[Dataset entries]
•••••

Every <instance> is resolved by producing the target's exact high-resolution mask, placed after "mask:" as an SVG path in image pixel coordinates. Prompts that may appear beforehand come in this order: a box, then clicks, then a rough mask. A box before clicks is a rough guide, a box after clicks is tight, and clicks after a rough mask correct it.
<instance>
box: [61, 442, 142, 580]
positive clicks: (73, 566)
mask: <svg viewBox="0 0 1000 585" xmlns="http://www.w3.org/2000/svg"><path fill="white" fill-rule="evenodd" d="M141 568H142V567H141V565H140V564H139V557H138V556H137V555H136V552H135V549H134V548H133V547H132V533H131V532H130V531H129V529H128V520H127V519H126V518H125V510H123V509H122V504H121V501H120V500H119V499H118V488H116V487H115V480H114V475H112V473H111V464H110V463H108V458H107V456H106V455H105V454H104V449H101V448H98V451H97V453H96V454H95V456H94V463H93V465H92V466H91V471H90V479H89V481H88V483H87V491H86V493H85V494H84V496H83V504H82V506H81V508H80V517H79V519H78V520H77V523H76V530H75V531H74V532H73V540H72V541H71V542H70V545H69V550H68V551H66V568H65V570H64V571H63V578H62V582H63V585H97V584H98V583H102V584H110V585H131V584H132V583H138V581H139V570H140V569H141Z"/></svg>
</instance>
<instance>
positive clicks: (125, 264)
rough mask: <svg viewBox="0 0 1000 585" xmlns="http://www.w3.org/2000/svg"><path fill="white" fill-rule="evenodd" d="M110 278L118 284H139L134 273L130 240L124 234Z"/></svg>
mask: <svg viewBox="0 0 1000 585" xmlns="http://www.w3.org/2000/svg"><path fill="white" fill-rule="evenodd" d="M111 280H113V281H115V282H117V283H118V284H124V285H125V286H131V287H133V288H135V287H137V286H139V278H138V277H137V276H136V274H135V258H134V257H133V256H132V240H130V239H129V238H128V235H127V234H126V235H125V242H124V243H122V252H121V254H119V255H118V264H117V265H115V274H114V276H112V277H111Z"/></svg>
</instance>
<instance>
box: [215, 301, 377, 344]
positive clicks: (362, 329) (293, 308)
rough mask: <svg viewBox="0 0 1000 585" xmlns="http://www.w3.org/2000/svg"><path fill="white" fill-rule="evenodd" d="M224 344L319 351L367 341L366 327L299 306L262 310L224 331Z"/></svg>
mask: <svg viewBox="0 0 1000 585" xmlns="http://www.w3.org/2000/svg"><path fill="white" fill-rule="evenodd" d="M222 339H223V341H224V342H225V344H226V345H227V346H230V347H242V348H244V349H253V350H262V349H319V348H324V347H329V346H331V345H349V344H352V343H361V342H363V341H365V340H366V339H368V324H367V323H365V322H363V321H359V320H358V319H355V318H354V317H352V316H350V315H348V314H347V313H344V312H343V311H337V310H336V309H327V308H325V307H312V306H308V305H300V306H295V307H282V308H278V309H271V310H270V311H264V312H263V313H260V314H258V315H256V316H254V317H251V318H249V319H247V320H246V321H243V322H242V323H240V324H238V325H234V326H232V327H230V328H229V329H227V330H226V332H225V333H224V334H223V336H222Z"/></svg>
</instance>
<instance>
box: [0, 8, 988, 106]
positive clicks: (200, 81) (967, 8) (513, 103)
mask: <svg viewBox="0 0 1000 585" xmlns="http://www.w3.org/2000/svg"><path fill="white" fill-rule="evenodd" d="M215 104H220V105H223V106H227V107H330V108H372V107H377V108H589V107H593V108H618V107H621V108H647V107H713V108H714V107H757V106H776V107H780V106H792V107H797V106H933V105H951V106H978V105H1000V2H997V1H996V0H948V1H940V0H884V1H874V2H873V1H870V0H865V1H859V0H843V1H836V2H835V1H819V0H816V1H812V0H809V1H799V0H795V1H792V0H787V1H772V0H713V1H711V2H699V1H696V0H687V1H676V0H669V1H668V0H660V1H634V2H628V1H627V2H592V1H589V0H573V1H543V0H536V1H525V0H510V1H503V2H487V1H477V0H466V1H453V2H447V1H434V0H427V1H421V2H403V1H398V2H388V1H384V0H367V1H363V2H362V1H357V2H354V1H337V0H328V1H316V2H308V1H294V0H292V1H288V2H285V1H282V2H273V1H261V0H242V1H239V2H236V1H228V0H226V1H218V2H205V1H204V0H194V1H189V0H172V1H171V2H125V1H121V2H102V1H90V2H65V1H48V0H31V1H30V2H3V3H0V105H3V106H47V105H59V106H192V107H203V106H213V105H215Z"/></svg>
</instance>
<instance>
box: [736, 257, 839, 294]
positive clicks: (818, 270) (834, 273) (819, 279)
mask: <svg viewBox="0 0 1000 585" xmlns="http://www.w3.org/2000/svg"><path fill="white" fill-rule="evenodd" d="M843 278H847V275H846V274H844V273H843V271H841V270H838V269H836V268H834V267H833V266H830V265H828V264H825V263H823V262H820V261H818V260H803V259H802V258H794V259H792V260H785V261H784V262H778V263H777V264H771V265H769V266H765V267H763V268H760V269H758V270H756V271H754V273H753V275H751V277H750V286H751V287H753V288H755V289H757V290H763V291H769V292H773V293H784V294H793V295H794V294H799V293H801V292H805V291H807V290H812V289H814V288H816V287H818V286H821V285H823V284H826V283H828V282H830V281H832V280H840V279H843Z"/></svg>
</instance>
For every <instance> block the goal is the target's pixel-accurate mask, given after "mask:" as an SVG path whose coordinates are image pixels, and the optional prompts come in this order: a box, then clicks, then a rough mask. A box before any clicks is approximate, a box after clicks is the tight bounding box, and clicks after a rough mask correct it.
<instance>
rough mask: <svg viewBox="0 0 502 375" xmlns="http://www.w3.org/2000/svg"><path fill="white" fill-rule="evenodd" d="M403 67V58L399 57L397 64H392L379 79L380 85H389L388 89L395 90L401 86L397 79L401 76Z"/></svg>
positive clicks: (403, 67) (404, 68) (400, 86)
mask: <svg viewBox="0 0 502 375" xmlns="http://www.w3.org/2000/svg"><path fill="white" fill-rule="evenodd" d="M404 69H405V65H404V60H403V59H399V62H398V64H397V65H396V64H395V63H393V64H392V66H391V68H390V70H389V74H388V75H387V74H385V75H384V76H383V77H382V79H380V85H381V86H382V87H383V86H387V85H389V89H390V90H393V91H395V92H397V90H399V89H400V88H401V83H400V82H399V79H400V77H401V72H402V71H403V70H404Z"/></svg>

•••••

> **Requirement**:
Please copy all of the data above line for line, with every character unchanged.

> **Result below**:
Every <instance> is resolved by producing the target's exact high-resolution mask, placed after "mask:" as an SVG path in image pixel coordinates. Prompts that may appear beforehand come in this order: a box, then clicks, then a rough mask. A box before clicks is a rough guide, a box after clicks is tight, and clicks after a rough mask correct it.
<instance>
box: [61, 442, 142, 580]
positive clicks: (73, 566)
mask: <svg viewBox="0 0 1000 585" xmlns="http://www.w3.org/2000/svg"><path fill="white" fill-rule="evenodd" d="M141 568H142V567H141V565H140V564H139V557H138V556H137V555H136V552H135V549H134V548H133V547H132V533H131V532H130V531H129V529H128V520H127V519H126V518H125V510H123V509H122V504H121V501H120V500H119V499H118V488H116V487H115V480H114V475H112V473H111V464H110V463H108V458H107V456H106V455H105V454H104V449H101V448H98V451H97V453H96V454H95V456H94V463H93V465H92V466H91V471H90V479H89V481H88V483H87V491H86V493H85V494H84V496H83V504H82V506H81V508H80V517H79V519H78V520H77V523H76V530H75V531H74V532H73V540H72V541H71V542H70V545H69V550H68V551H66V568H65V570H64V571H63V578H62V582H63V585H97V584H98V583H102V584H110V585H131V584H132V583H138V581H139V570H140V569H141Z"/></svg>
</instance>
<instance>
positive clicks: (125, 264)
rough mask: <svg viewBox="0 0 1000 585" xmlns="http://www.w3.org/2000/svg"><path fill="white" fill-rule="evenodd" d="M110 278L118 284H139L134 273L130 240L124 234Z"/></svg>
mask: <svg viewBox="0 0 1000 585" xmlns="http://www.w3.org/2000/svg"><path fill="white" fill-rule="evenodd" d="M111 280H113V281H115V282H117V283H118V284H124V285H125V286H131V287H133V288H135V287H137V286H139V278H138V277H137V276H136V274H135V258H134V257H133V256H132V240H130V239H129V238H128V235H127V234H126V235H125V242H124V243H122V252H121V254H119V255H118V264H117V265H115V274H114V276H112V277H111Z"/></svg>
</instance>
<instance>
box: [215, 301, 377, 344]
positive clicks: (362, 329) (293, 308)
rough mask: <svg viewBox="0 0 1000 585" xmlns="http://www.w3.org/2000/svg"><path fill="white" fill-rule="evenodd" d="M224 344L319 351L367 341L366 327L299 306L262 310L224 331Z"/></svg>
mask: <svg viewBox="0 0 1000 585" xmlns="http://www.w3.org/2000/svg"><path fill="white" fill-rule="evenodd" d="M222 339H223V341H224V342H225V344H226V345H227V346H230V347H242V348H244V349H253V350H262V349H319V348H324V347H329V346H331V345H349V344H352V343H361V342H363V341H365V340H366V339H368V324H367V323H365V322H363V321H359V320H358V319H355V318H354V317H352V316H350V315H348V314H347V313H344V312H343V311H337V310H336V309H327V308H325V307H312V306H308V305H300V306H295V307H282V308H278V309H271V310H270V311H264V312H263V313H260V314H258V315H256V316H254V317H251V318H249V319H247V320H246V321H243V322H242V323H240V324H238V325H234V326H232V327H230V328H229V329H227V330H226V332H225V333H224V334H223V336H222Z"/></svg>
</instance>
<instance>
box: [0, 8, 988, 106]
positive clicks: (200, 81) (967, 8) (513, 103)
mask: <svg viewBox="0 0 1000 585" xmlns="http://www.w3.org/2000/svg"><path fill="white" fill-rule="evenodd" d="M215 104H220V105H223V106H227V107H330V108H372V107H377V108H589V107H593V108H618V107H621V108H647V107H713V108H714V107H757V106H776V107H780V106H792V107H797V106H933V105H951V106H978V105H1000V2H997V1H996V0H948V1H940V0H884V1H874V2H873V1H870V0H865V1H859V0H843V1H836V2H835V1H819V0H816V1H812V0H809V1H799V0H795V1H792V0H787V1H772V0H713V1H711V2H699V1H696V0H687V1H676V0H669V1H668V0H660V1H634V2H628V1H627V2H592V1H589V0H573V1H543V0H536V1H525V0H510V1H503V2H487V1H477V0H466V1H453V2H447V1H434V0H427V1H421V2H403V1H398V2H388V1H384V0H367V1H363V2H362V1H357V2H354V1H337V0H328V1H316V2H308V1H294V0H292V1H288V2H285V1H282V2H273V1H261V0H242V1H239V2H236V1H228V0H226V1H218V2H205V1H204V0H194V1H189V0H172V1H171V2H125V1H121V2H102V1H90V2H65V1H48V0H31V1H30V2H3V3H0V105H3V106H47V105H59V106H192V107H203V106H213V105H215Z"/></svg>
</instance>
<instance>
box: [736, 257, 839, 294]
positive clicks: (818, 270) (834, 273) (819, 279)
mask: <svg viewBox="0 0 1000 585" xmlns="http://www.w3.org/2000/svg"><path fill="white" fill-rule="evenodd" d="M843 278H847V275H846V274H844V273H843V271H841V270H838V269H836V268H834V267H833V266H830V265H828V264H825V263H823V262H820V261H818V260H803V259H802V258H794V259H792V260H785V261H784V262H778V263H777V264H771V265H769V266H765V267H763V268H760V269H758V270H756V271H754V273H753V275H751V277H750V286H751V287H753V288H755V289H757V290H763V291H769V292H773V293H784V294H793V295H794V294H799V293H801V292H805V291H807V290H812V289H814V288H816V287H818V286H821V285H823V284H826V283H828V282H830V281H832V280H840V279H843Z"/></svg>
</instance>
For every <instance> block the goal is the target's pixel-accurate mask, given after "mask:" as an SVG path whose coordinates are image pixels, and the optional prompts come in this order: a box, then clicks, then a rough mask. A box before any clicks is approximate, a box after clicks is the tight bounding box, and clicks after a rough mask correct it.
<instance>
rough mask: <svg viewBox="0 0 502 375" xmlns="http://www.w3.org/2000/svg"><path fill="white" fill-rule="evenodd" d="M403 67V58L399 57L397 64H392L379 79L380 85H389L388 89L395 90L401 86L397 79L401 76Z"/></svg>
positive clicks: (403, 67) (404, 68) (400, 86)
mask: <svg viewBox="0 0 502 375" xmlns="http://www.w3.org/2000/svg"><path fill="white" fill-rule="evenodd" d="M404 69H405V65H404V60H403V59H399V62H398V64H397V65H396V64H395V63H393V64H392V66H391V68H390V70H389V74H388V75H387V74H385V75H384V76H383V77H382V79H380V85H381V86H382V87H383V86H387V85H389V89H390V90H393V91H395V92H397V90H399V89H400V88H401V83H400V82H399V79H400V77H401V72H402V71H403V70H404Z"/></svg>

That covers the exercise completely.